WORK INSTRUCTION: An exact copy of every entry is needed, without the pictures.

**** INFORMATION ****

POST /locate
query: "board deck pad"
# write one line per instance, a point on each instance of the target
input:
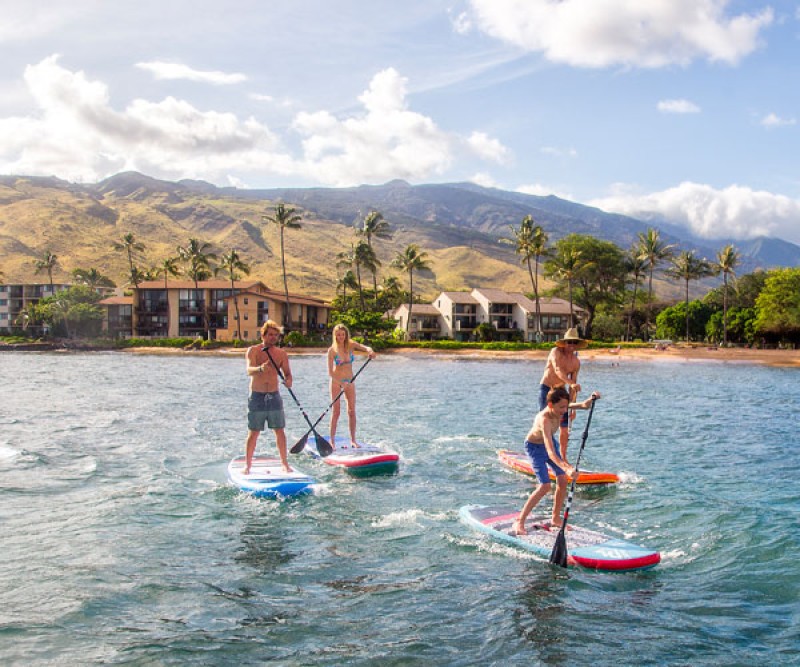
(520, 462)
(268, 479)
(364, 458)
(586, 548)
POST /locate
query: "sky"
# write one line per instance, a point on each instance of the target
(682, 110)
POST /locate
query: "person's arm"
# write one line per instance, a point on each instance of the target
(585, 405)
(287, 370)
(252, 367)
(551, 451)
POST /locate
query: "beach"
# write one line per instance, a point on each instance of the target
(737, 355)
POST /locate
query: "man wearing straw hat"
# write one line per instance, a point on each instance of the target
(562, 371)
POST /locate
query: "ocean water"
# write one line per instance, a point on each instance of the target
(123, 544)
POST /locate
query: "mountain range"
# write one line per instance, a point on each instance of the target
(458, 225)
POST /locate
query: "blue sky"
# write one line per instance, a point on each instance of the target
(684, 109)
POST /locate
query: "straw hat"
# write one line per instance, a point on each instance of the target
(571, 336)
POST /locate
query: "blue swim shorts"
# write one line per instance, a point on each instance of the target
(265, 408)
(540, 460)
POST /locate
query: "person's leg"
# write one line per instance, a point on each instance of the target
(558, 499)
(249, 450)
(280, 441)
(350, 395)
(533, 499)
(337, 406)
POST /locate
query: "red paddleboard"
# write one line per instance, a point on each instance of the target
(521, 463)
(365, 459)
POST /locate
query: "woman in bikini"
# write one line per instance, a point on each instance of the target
(341, 356)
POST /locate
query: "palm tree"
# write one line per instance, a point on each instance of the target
(636, 266)
(47, 263)
(199, 260)
(687, 266)
(232, 264)
(565, 266)
(410, 260)
(530, 242)
(129, 245)
(365, 257)
(654, 251)
(727, 260)
(284, 218)
(374, 225)
(92, 278)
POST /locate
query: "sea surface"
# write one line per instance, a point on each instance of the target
(121, 542)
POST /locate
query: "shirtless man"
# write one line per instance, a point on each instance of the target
(562, 370)
(543, 451)
(264, 405)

****

WORKED SOLUTION:
POST /locate
query: "board deck pad"
# write one line per instance, a point on each instance of the target
input:
(520, 462)
(268, 479)
(364, 458)
(586, 548)
POST /locate
query: "sky"
# write one line per instance, a point on each instance of the target
(682, 110)
POST /locate
query: "person's arm"
# write one line per instance, a point on each instance of the target
(585, 405)
(287, 370)
(252, 367)
(551, 451)
POST /locate
query: "beach"
# write one line per instance, a point on each instance of the target
(737, 355)
POST /locate
query: "man wearing straw hat"
# write one line per instance, a point on each instance of the target
(562, 371)
POST /locate
query: "ocean water"
# write one line per instance, a point on each instance of the target
(123, 544)
POST /locate
query: "mountain range"
# write one line per instance, a point on each instance of the target
(458, 225)
POST /locate
query: "blue sky"
# write one line per instance, a point on each instance of the target
(684, 109)
POST /locate
query: "straw hat"
# write one line per instance, a point on each instance of the target
(571, 336)
POST /locate
query: "blue swim shorts"
# write one line per instance, a point on each instance of the target
(265, 408)
(540, 460)
POST /locate
query: "person's leg"
# write one line per instance, a point on each instance of the target
(558, 499)
(249, 450)
(280, 441)
(350, 395)
(533, 499)
(337, 406)
POST /locate
query: "red paddleboard"
# write one line per instance, a point on each instance of the target
(521, 463)
(365, 459)
POST /locate
query: "woman in bikini"
# write one line per instance, a point on each instance of the target
(341, 356)
POST /locate
query: "palm tree"
# write one line per instance, a point on each instance of the target
(636, 266)
(47, 263)
(199, 260)
(687, 266)
(232, 264)
(565, 266)
(410, 260)
(530, 242)
(129, 245)
(365, 257)
(654, 251)
(727, 260)
(284, 218)
(374, 225)
(92, 278)
POST /locate
query: "sea surface"
# write one line per instance, a point on each instance of the target
(121, 542)
POST /locate
query: "shirtless man"
# write one line per instance, a point on each instance of the target
(562, 370)
(543, 451)
(264, 405)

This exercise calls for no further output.